SELECTED TEXT START

General Motors Holden is to cut 1,400 people from its Australian workforce.

29 August 2005

There are now a thousand more people working in the roading industry than there were last year, according to Minister of Employment Steve Maharey.

The Maori Party calls for the minimum wage to be raised to $12.50/hr.

Hurricane Katrina hits the southern coast of the United States leaving unknown numbers of people dead, tens of thousands homeless and scores of towns devastated including the city of New Orleans.

30 August 2005

Job cuts are inevitable as Telecom NZ announces it is investing in "triple play" — voice, data and video services — using VoIP (Voice over Internet Protocol) technology.

105 jobs are to go from Southern Community Laboratories, a company that operates 20 Auckland blood collection facilities. The company has not had its contract renewed.

Workers in Nelson and Marlborough are paid 7%-15% less than similar jobs nationally, according to a survey by recruitment agency Fanselow Bell. Consultant Judy Fanselow says many people choose to live in the area because of the lifestyle and are happy to accept lower rates of pay.

1 September 2005

The Industry Training Federation says the National Party's policy on skills (see this issue of the Jobs Letter) contains some good ideas. Executive director Darel Hall says that while there are many details to work through, "... the signals are right".

A report on Western Australian construction industries predicts there will be an additional 20,000 workers needed annually until 2010 to cater for a rise in overall job demand in the state.

The Egyptian government says unemployment stands at about 10% but unofficial estimates are about twice that figure. Some economists say that even if the Egyptian economy hit 6% growth this year, this would only keep unemployment at current levels.

German unemployment dropped slightly to 11.4% in August. There are over 4.7 million Germans unemployed.

The Philadelphia Daily News points out that despite 2004 being one of the worst hurricane seasons in history, the US federal government imposed the steepest reduction in hurricane and flood control funding in New Orleans' history. Because of this, much of the levee and other floodwater maintenance projects in the area had not been carried out. The funding had apparently been reallocated to the Department of Homeland Security, the agency set up to keep Americans safe from terrorism.

SELECTED TEXT END
EXERCISE DATA START

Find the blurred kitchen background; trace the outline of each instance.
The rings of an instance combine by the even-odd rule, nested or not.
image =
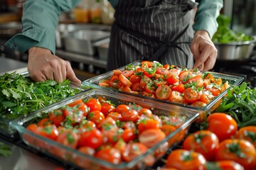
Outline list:
[[[0,0],[0,57],[26,62],[26,54],[4,46],[9,38],[21,31],[21,18],[24,1]],[[256,35],[256,0],[224,0],[223,2],[221,13],[230,17],[229,27],[235,31]],[[107,0],[82,0],[76,8],[60,16],[55,31],[56,55],[71,62],[82,81],[106,72],[114,13],[114,9]],[[244,60],[217,60],[213,71],[242,75],[255,86],[255,49],[250,52],[250,57]]]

EXERCISE DATA END

● **EXERCISE TASKS**:
a - Can you sum up the news digest in three sentences?
b - Can you reproduce everything in the news digest from "105 jobs are" down to "its contract renewed."?

● **OUTPUTS FOR THE TASKS**:
a - The news digest reports job losses, including 1,400 cuts at General Motors Holden in Australia, 105 at Southern Community Laboratories, and inevitable cuts at Telecom NZ as it invests in "triple play" services. It also gives labor figures: a thousand more people working in the roading industry than last year, pay in Nelson and Marlborough 7%-15% below similar jobs nationally, German unemployment at 11.4%, and an official Egyptian rate of about 10%. Hurricane Katrina devastated the southern US coast, including New Orleans, where, according to the Philadelphia Daily News, federal flood-control funding had been steeply reduced and much levee maintenance had not been carried out.

b -
105 jobs are to go from Southern Community Laboratories, a company that operates 20 Auckland blood collection facilities. The company has not had its contract renewed.